Ada Doa Ibu di Balik Moncernya Timnas Maroko di Piala Dunia Qatar 2022

Ada Doa Ibu di Balik Moncernya Timnas Maroko di Piala Dunia Qatar 2022

Apakah kemenangan Timnas Maroko di Piala Dunia Qatar 2022 sungguh dipengaruhi oleh doa orang tua para pemainnnya?

Ada Doa Ibu di Balik Moncernya Timnas Maroko di Piala Dunia Qatar 2022
Ilustrasi: Bek Maroko Achraf Hakimi (kanan) disambut ibunya di akhir laga Grup F Piala Dunia 2022 Qatar melawan Belgia

احبك امي/I Love You Mom/Aku sayang Bunda,” begitu bunyi kepsyen Instagram akun @akhrafhakimi, 27 November 2022 lalu.

= Ringkasan Tugas 1 =
Ubah baris-baris catatan mulai dari baris yang memuat "indicate the yellow" sampai baris yang memuat "Target: yellow t-shirt", termasuk kedua baris itu, menjadi daftar JSON berisi string. Buat satu string untuk tiap baris dan lewati baris kosong.

= Catatan untuk Diproses =
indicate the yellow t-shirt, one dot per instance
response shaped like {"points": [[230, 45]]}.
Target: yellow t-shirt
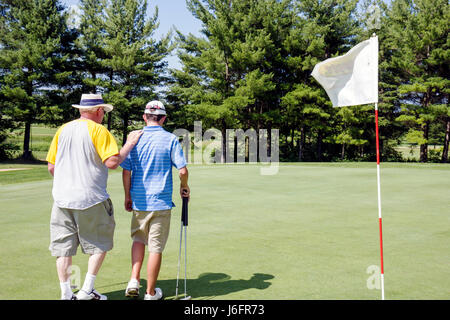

==

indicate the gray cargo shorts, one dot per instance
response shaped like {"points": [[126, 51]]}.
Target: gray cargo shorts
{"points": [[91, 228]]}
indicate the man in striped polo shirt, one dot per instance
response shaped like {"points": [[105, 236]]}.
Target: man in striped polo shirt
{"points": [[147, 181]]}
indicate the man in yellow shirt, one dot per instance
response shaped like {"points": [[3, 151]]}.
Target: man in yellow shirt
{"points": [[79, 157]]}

= Ringkasan Tugas 2 =
Dalam teks tentang Timnas Maroko, tanggal berapa yang disebut untuk kepsyen Instagram akun @akhrafhakimi?

= Jawaban Lengkap 1 =
[
  "indicate the yellow t-shirt, one dot per instance",
  "response shaped like {\"points\": [[230, 45]]}.",
  "Target: yellow t-shirt"
]

= Jawaban Lengkap 2 =
27 November 2022.